• Work to complete
Reproduce the data from the line containing "Prompted segmentation: deliver" through the line containing "box: [344, 57, 380, 99]", inclusive, replacing "pixel-accurate" with "precise" and leaving everything else unchanged.

• Records for this exercise
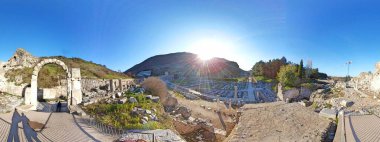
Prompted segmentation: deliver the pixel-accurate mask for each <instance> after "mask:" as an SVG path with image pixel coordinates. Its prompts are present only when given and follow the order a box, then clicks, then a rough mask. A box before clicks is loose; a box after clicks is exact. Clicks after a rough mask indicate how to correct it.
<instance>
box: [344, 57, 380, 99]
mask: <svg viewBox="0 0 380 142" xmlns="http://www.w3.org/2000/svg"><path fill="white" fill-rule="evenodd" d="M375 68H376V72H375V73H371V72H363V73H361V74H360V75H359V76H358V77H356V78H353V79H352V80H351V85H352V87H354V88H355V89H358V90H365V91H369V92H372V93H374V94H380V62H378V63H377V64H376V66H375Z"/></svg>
==
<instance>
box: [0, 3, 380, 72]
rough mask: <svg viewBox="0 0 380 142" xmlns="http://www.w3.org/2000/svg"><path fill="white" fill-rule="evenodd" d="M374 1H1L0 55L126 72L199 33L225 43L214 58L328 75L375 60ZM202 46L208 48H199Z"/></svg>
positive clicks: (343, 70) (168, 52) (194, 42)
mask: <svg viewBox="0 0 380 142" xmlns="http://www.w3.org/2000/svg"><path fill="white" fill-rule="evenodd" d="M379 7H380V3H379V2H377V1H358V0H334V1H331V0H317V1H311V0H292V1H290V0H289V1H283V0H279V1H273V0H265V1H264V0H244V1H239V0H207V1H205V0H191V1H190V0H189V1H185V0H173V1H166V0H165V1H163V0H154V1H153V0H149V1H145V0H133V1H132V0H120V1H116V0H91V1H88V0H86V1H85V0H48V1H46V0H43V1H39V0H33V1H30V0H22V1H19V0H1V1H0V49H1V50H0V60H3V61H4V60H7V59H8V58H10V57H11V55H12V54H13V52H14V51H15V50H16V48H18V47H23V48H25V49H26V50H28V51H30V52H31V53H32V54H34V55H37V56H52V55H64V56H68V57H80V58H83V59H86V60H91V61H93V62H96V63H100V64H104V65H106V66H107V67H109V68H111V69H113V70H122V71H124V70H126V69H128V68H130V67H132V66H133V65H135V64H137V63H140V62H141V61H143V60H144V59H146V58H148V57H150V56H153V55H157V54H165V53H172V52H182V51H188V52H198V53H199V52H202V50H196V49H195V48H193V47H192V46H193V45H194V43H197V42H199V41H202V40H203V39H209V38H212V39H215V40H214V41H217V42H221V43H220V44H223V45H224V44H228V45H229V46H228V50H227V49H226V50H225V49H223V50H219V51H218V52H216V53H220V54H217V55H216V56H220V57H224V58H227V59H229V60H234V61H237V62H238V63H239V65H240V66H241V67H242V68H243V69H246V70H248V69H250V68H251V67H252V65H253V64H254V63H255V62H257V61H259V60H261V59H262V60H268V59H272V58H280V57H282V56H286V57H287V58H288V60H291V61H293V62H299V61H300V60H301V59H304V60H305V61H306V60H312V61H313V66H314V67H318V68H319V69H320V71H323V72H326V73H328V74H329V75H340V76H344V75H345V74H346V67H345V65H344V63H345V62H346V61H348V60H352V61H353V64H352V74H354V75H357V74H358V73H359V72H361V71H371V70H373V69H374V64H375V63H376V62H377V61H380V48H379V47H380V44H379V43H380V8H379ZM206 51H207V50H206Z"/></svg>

• Solution to this task
Prompted segmentation: deliver the precise mask for each <instance> after "mask:" as an SVG path with image pixel coordinates. Its prompts are present only when given and follow the order a box, then clicks, then a rough mask. A box before clicks is loose; a box after clicks is exact. Clicks after a rough mask indicate how to correct it.
<instance>
box: [344, 57, 380, 99]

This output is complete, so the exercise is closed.